SOURCE INFORMATION
□ □ □

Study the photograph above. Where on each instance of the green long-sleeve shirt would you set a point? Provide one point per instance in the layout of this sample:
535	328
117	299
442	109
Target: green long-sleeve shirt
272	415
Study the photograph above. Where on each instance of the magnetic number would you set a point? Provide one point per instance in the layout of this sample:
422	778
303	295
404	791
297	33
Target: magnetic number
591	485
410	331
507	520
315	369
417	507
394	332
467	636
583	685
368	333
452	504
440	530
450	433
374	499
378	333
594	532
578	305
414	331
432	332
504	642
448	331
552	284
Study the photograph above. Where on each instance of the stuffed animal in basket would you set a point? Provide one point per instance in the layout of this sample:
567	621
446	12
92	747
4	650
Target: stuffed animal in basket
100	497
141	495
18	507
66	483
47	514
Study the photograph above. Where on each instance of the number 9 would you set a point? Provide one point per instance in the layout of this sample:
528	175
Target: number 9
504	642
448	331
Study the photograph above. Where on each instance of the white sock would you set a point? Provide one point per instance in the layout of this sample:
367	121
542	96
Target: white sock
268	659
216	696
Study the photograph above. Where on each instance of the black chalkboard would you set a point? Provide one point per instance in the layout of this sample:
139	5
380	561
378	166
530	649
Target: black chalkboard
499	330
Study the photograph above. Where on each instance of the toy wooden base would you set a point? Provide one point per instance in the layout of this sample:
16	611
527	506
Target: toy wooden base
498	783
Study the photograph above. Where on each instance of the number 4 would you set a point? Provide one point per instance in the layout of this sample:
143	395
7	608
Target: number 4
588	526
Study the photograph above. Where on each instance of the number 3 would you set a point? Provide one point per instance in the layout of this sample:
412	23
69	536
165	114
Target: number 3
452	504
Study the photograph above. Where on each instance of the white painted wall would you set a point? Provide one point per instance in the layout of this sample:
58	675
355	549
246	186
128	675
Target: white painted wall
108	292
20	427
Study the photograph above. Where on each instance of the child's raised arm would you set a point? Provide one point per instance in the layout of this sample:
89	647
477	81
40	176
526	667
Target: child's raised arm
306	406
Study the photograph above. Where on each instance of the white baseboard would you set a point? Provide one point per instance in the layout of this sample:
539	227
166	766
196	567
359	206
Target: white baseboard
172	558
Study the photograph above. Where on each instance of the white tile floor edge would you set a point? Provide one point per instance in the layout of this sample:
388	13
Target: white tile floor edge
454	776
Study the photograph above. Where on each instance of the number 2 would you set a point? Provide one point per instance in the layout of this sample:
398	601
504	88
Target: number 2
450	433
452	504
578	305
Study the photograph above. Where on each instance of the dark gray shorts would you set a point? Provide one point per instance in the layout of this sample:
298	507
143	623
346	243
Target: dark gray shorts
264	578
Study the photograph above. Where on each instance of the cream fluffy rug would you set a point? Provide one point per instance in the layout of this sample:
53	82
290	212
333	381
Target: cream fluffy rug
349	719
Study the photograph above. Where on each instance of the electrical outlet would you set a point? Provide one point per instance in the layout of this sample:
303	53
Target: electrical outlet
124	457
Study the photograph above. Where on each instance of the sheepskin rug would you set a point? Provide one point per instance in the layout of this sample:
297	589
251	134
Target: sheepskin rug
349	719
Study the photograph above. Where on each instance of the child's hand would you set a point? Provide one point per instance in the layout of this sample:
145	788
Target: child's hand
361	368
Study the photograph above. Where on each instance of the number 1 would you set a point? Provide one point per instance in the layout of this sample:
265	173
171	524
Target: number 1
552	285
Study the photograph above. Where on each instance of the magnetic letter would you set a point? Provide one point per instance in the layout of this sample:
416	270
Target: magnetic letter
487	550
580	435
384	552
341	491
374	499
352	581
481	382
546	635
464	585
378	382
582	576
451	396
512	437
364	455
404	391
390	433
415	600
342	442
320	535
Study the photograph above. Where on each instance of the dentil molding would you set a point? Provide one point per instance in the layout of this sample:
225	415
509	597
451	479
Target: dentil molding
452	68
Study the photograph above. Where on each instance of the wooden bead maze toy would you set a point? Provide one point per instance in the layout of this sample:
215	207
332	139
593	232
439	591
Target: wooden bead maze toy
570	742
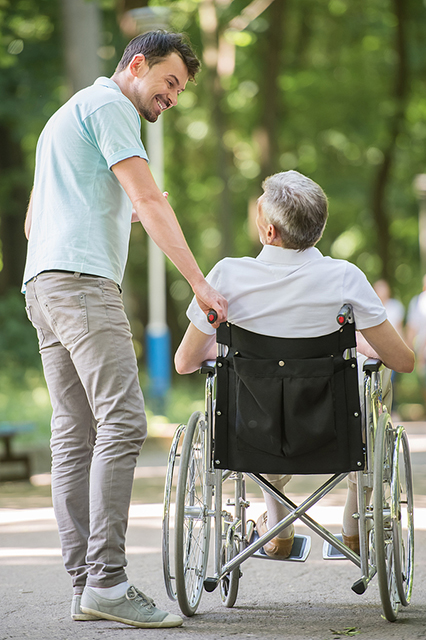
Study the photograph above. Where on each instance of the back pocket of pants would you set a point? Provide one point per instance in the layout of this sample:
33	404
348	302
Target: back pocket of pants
68	315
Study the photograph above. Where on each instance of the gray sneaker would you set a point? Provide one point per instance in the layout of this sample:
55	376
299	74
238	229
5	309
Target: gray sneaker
133	608
76	612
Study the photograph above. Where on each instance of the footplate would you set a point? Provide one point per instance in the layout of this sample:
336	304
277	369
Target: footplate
299	551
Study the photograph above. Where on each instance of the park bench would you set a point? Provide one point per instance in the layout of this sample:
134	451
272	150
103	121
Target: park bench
20	463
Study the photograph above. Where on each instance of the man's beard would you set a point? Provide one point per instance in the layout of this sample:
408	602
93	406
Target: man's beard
147	114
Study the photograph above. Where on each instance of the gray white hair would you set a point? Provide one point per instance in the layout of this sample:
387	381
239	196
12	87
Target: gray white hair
297	207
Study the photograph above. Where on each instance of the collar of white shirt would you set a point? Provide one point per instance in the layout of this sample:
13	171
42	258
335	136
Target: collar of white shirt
107	82
279	255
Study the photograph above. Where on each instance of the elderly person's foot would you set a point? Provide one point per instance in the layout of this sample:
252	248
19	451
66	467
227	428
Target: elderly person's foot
279	548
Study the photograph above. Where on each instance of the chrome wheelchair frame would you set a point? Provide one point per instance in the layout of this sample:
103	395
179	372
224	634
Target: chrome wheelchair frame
385	510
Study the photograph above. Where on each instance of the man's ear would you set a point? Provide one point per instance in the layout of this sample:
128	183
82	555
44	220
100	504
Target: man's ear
137	62
272	234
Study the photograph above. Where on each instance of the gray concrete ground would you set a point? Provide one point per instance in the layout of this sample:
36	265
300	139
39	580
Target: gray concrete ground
309	601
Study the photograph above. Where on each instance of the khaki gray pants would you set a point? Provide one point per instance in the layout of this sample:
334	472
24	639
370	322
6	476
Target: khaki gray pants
98	421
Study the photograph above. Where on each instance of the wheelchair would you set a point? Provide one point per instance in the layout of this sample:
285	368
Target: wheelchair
288	406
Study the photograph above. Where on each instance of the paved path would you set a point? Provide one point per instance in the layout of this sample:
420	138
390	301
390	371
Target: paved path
310	601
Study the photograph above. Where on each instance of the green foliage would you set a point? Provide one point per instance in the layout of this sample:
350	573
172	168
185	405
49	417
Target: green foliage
332	100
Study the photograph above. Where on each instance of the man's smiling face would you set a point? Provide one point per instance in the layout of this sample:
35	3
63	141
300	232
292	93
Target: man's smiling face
156	88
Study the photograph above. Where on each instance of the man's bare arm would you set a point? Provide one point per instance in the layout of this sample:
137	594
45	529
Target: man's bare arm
28	218
196	347
390	347
160	222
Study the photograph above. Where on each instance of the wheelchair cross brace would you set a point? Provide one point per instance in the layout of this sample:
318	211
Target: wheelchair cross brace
297	512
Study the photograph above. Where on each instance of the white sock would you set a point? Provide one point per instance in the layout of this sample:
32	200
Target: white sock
118	591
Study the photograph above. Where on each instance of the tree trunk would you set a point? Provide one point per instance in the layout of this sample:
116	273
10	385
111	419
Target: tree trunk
400	93
13	205
272	110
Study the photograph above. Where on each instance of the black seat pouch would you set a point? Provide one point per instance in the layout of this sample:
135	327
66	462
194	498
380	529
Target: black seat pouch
295	410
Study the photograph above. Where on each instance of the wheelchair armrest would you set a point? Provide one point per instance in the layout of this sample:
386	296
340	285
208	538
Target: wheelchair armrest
372	364
208	367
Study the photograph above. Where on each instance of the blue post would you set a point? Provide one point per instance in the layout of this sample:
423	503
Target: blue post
158	358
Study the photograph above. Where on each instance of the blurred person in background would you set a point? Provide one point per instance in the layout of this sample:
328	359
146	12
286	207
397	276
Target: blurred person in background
415	335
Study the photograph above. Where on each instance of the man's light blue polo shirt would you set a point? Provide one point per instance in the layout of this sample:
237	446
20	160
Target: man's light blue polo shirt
81	215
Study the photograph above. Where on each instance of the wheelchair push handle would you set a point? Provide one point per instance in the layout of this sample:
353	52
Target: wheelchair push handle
211	316
345	315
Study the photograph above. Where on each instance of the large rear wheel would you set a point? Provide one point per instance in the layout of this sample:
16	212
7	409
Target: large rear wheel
193	514
384	542
402	509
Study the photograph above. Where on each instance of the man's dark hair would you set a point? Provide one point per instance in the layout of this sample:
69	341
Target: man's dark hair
157	45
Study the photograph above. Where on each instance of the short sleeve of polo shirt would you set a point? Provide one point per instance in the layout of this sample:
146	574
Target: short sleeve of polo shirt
367	306
114	128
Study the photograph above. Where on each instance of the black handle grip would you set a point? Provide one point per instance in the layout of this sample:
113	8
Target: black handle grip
211	316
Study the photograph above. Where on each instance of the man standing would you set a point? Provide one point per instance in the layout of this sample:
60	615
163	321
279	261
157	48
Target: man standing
91	169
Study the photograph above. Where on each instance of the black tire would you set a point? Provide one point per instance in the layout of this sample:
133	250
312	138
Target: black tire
168	551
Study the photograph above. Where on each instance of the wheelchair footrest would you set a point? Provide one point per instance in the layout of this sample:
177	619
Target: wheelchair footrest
299	552
331	553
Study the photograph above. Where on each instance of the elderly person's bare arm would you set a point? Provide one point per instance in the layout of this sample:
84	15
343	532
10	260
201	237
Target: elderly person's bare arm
196	347
390	347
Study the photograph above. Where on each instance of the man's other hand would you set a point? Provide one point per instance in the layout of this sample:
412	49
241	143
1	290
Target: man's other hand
208	298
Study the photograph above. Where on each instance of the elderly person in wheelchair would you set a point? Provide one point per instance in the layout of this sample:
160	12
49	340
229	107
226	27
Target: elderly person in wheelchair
290	290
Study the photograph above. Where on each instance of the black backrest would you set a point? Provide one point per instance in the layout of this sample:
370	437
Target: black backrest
287	405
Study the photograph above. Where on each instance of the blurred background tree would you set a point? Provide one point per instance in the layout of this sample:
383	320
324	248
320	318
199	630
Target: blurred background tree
333	88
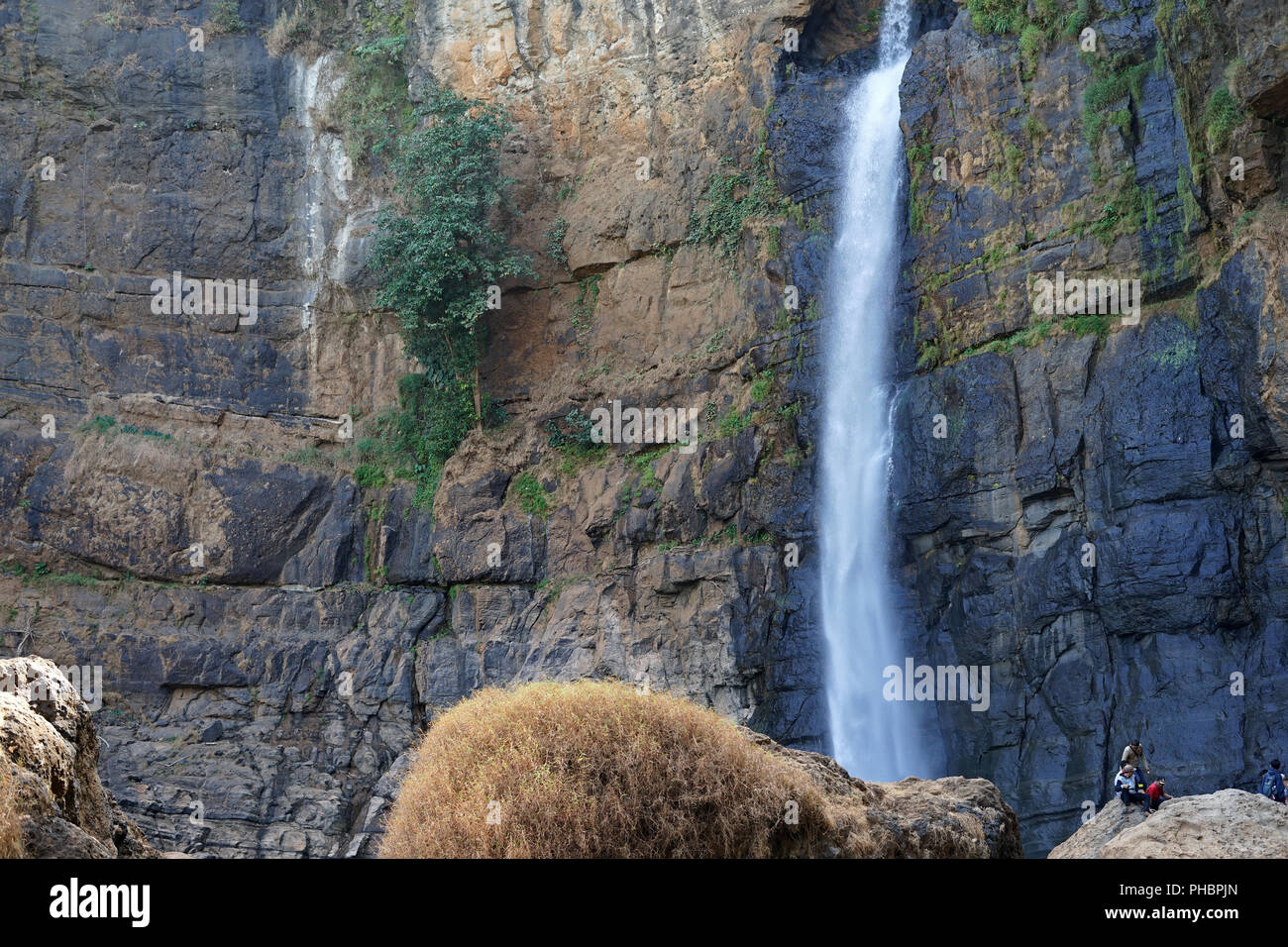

□ □ □

TASK GOAL
Looking at the data above, write out exactly the lines that start at the one containing "Target: electrical outlet" and end at the one containing "the magnetic letter"; include both and nothing beyond.

WRITTEN SOLUTION
Target: electrical outlet
124	457
Study the photograph above. Where on each instance of the sheepskin rug would you set a point? Provide one point per instance in the layout of this sample:
297	589
251	134
Target: sheepskin rug
349	719
Study the photograph above. Where on each instance of the child's hand would you set a point? Provide one point per instance in the layout of this sample:
145	788
Target: child's hand
361	368
Study the photograph above. Where on each instance of the number 1 would you set a point? Provide one point per instance in the layout of this sample:
265	173
171	524
Target: number 1
552	285
Study the photograph above. Where on each instance of the magnetic letter would you set a point? Provide one point per instance in the layout of this sample:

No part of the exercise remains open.